Aim 1 →
According to the pandas excerpt, which join options exist besides the left join?
Aim 2 →
From the pandas excerpt, return the passage starting with "In this case" and going on through "of the groups.".
Aim 3 →
Why does the pandas excerpt use `how='left'` for the merge? Answer in one to three sentences.

Provided text →
## begin

In this case we use `how='left` (a "left join") because we wanted to keep the original rows of `df` and only add matching values from `zones` to it. Other options are 'inner', 'outer' and 'right' (see the [docs](http://pandas.pydata.org/pandas-docs/stable/merging.html#brief-primer-on-merge-methods-relational-algebra) for more on this).

## Group by" operations
Consider the following data

When analyzing data, you often calculate summary statistics (aggregations like the mean, max, ...). As we have seen before, we can easily calculate such a statistic for a Series or column using one of the many available methods. For example:

In [41]:
df['FEMALE'].sum()

4160892.0

However, in many cases your data has certain groups in it, and in that case, you may want to calculate this statistic for each of the groups.

## end

Material supplied →

## begin

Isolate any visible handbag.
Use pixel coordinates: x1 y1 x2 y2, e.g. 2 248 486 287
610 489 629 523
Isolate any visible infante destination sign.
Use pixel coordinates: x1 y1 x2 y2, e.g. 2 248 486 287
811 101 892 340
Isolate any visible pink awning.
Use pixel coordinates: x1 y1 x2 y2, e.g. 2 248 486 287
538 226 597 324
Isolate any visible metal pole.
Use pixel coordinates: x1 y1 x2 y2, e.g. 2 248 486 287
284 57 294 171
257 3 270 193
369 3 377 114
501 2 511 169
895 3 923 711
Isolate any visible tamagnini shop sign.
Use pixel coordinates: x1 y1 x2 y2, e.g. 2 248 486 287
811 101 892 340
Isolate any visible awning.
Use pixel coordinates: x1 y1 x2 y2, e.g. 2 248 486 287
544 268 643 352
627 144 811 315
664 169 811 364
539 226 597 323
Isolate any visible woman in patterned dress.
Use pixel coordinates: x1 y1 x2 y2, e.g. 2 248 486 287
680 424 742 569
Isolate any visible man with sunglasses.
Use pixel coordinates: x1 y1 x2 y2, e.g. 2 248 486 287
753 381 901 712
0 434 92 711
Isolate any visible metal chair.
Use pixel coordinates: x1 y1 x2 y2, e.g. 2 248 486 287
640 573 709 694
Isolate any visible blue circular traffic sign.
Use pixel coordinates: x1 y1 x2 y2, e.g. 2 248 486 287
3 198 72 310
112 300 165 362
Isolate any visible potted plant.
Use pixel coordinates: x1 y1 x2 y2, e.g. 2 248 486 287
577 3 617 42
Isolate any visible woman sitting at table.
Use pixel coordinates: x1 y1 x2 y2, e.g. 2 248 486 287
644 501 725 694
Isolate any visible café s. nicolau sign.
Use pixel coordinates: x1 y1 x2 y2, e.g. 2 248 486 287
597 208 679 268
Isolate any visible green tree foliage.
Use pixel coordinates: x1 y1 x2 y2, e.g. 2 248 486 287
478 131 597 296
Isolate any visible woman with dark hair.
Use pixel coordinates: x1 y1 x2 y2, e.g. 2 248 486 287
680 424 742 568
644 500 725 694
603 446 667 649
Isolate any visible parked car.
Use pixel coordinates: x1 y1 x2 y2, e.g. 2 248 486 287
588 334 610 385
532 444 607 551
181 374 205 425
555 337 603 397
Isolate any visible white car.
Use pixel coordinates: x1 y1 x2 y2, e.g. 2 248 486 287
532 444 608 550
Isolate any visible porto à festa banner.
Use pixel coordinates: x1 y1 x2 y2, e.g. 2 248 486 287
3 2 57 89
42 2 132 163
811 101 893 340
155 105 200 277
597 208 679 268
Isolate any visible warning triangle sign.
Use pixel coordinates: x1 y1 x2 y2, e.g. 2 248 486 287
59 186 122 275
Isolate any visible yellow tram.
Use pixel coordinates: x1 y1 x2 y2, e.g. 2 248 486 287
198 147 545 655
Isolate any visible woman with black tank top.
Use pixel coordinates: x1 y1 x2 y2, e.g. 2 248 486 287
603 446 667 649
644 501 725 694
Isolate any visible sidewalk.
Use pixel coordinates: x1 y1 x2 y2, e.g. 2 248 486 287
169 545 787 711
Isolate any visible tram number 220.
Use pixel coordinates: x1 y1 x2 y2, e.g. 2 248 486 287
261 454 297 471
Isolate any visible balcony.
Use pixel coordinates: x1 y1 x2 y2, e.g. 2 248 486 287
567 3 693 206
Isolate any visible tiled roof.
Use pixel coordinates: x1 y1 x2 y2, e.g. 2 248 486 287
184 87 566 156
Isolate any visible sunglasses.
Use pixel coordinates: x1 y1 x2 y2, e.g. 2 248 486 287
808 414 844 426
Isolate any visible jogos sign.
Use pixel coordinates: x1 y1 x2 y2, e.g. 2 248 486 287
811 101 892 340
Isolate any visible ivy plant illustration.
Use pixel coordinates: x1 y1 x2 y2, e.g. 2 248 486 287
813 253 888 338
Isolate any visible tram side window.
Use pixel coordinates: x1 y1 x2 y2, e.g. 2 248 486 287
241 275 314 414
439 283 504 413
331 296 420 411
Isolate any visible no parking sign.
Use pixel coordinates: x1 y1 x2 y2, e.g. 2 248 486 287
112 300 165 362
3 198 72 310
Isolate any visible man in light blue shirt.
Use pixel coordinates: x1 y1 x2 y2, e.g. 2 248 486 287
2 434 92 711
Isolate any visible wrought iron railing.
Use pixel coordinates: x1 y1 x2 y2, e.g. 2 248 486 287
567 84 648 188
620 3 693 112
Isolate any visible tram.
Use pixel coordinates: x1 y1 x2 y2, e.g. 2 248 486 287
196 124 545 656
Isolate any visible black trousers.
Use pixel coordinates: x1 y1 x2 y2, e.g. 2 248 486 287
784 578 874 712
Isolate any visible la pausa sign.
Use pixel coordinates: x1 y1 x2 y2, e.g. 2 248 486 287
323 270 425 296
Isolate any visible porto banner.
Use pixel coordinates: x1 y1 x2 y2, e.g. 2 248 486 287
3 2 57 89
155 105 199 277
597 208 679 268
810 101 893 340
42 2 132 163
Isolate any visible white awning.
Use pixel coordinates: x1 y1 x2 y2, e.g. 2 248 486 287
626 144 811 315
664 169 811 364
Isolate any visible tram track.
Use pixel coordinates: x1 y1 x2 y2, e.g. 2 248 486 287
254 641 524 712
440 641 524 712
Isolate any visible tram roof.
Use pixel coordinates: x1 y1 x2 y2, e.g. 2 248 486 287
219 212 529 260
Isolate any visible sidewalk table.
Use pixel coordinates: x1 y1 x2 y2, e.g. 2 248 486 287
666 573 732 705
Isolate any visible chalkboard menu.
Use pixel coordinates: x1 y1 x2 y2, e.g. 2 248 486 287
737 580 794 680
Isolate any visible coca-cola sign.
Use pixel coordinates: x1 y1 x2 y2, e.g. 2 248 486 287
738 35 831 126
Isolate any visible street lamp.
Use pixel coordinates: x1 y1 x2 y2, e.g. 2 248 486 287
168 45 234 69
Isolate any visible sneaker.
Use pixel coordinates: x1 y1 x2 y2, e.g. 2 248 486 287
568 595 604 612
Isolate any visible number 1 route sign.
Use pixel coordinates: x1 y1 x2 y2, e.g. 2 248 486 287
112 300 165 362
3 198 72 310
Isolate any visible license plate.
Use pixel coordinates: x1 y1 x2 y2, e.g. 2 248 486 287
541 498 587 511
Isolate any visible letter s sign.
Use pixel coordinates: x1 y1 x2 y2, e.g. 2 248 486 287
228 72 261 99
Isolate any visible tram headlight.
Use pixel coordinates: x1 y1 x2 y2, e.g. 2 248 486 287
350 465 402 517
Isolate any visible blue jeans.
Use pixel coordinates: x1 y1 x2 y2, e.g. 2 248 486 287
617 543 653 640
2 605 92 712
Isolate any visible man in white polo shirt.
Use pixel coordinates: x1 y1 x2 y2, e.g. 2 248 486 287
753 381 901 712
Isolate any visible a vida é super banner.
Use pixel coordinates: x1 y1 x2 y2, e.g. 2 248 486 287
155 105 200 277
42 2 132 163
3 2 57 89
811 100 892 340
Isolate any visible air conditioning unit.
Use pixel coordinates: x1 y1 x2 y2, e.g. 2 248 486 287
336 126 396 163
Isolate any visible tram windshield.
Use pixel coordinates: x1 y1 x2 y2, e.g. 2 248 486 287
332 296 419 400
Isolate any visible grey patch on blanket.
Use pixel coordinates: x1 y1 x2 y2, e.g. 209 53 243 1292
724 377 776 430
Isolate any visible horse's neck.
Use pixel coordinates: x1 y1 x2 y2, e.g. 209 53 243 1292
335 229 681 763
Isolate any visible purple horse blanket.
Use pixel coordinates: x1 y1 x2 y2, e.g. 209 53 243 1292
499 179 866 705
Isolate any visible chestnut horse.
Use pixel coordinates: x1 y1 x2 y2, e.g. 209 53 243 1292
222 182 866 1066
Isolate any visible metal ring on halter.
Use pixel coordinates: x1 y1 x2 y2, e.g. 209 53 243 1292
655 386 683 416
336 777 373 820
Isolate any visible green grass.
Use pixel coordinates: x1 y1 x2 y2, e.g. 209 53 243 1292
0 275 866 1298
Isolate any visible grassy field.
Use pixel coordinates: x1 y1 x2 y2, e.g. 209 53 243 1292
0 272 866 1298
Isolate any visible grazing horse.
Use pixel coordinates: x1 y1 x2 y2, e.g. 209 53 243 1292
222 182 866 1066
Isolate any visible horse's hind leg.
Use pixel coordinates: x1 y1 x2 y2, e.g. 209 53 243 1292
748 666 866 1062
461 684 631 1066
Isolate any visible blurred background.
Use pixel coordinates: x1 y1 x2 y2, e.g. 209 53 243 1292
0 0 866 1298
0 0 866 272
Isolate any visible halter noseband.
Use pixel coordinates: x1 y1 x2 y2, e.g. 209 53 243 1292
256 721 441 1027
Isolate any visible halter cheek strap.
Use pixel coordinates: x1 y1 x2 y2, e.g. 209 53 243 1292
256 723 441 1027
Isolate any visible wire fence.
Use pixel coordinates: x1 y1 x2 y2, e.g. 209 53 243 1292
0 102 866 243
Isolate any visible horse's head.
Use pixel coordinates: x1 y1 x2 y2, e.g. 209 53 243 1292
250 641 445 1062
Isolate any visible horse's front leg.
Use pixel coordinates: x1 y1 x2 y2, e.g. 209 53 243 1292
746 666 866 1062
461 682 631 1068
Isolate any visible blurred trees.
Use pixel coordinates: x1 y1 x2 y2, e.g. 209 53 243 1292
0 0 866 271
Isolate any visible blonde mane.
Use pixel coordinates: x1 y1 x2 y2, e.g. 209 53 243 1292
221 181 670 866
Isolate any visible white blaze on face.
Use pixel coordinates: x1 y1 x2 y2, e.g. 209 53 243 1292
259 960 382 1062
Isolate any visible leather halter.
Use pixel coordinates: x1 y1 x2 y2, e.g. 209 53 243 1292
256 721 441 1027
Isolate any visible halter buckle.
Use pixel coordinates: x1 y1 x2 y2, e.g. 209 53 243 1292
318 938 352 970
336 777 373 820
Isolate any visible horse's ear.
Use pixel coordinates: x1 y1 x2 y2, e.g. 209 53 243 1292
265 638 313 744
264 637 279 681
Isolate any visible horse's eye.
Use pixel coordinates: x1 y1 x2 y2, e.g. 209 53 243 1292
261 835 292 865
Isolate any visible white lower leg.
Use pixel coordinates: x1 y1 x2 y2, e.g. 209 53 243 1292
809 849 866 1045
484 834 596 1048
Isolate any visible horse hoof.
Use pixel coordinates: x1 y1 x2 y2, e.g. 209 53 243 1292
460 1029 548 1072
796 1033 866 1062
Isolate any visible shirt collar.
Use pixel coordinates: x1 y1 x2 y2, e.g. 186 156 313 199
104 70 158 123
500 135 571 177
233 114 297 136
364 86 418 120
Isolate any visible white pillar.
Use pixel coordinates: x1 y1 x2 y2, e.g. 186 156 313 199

## end

Full answer 1 →
'inner', 'outer' and 'right'

Full answer 2 →
In this case we use `how='left` (a "left join") because we wanted to keep the original rows of `df` and only add matching values from `zones` to it. Other options are 'inner', 'outer' and 'right' (see the [docs](http://pandas.pydata.org/pandas-docs/stable/merging.html#brief-primer-on-merge-methods-relational-algebra) for more on this).

## Group by" operations
Consider the following data

When analyzing data, you often calculate summary statistics (aggregations like the mean, max, ...). As we have seen before, we can easily calculate such a statistic for a Series or column using one of the many available methods. For example:

In [41]:
df['FEMALE'].sum()

4160892.0

However, in many cases your data has certain groups in it, and in that case, you may want to calculate this statistic for each of the groups.

Full answer 3 →
A left join is used because the goal was to keep the original rows of `df`. Only matching values from `zones` are added to it.